Source records
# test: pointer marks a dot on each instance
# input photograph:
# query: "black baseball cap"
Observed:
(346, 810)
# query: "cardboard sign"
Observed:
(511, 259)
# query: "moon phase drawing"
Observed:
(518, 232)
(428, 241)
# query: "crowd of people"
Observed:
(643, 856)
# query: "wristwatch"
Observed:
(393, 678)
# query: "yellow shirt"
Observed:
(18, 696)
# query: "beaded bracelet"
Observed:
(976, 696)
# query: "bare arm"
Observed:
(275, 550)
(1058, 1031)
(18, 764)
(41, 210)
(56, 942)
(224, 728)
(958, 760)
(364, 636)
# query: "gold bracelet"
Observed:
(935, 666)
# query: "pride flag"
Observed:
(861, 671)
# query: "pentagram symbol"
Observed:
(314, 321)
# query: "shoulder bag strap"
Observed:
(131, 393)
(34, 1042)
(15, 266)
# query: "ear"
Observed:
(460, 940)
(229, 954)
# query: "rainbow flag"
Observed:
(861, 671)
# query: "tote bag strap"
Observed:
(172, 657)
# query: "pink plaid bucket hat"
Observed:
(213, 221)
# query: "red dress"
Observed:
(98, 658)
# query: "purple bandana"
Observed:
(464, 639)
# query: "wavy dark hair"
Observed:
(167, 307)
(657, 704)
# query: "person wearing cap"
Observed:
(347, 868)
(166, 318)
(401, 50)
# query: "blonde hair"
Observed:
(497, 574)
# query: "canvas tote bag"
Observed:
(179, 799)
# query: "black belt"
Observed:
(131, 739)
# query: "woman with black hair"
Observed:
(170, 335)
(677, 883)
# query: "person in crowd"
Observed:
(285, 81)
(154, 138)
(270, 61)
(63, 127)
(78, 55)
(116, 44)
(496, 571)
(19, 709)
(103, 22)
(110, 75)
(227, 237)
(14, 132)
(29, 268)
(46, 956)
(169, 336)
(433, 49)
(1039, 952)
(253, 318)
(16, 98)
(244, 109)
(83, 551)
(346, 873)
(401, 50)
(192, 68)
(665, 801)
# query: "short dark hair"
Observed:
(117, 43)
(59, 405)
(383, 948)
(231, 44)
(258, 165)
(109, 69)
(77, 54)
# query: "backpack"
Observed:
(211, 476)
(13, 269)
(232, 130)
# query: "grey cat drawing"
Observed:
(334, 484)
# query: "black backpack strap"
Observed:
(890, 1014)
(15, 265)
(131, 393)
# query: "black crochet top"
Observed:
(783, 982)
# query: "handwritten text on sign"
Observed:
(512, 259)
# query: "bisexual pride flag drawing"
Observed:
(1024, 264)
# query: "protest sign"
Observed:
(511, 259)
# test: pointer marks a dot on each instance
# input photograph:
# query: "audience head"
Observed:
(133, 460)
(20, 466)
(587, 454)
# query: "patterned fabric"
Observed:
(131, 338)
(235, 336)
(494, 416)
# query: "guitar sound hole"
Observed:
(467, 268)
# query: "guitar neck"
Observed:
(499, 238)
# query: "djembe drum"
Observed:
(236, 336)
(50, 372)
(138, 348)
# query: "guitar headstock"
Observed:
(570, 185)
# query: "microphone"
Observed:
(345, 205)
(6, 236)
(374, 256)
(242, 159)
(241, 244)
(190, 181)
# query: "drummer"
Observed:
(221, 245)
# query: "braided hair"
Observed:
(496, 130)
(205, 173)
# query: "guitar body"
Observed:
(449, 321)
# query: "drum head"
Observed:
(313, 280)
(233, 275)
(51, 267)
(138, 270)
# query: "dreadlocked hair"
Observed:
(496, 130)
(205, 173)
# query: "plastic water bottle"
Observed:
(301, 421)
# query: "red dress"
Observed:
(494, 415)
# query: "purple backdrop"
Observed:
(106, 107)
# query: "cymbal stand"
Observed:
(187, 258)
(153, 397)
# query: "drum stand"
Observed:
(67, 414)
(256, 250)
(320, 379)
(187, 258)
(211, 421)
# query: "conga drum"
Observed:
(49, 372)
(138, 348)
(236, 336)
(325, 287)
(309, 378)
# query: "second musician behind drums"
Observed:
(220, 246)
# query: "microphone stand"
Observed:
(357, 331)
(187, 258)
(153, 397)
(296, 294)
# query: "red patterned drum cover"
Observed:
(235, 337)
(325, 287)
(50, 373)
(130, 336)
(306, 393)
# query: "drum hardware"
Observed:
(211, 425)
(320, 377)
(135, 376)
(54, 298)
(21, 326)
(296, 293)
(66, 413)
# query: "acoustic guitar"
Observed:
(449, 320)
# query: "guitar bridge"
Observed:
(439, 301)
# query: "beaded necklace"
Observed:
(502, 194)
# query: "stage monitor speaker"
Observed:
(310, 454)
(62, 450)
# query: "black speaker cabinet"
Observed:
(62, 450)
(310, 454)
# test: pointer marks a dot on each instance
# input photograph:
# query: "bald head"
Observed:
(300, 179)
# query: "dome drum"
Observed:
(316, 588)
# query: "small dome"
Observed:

▸ **Directions**
Show the lines above that include "stand".

▸ **Answer section**
# query: "cymbal stand"
# query: "drum stand"
# query: "microphone stand"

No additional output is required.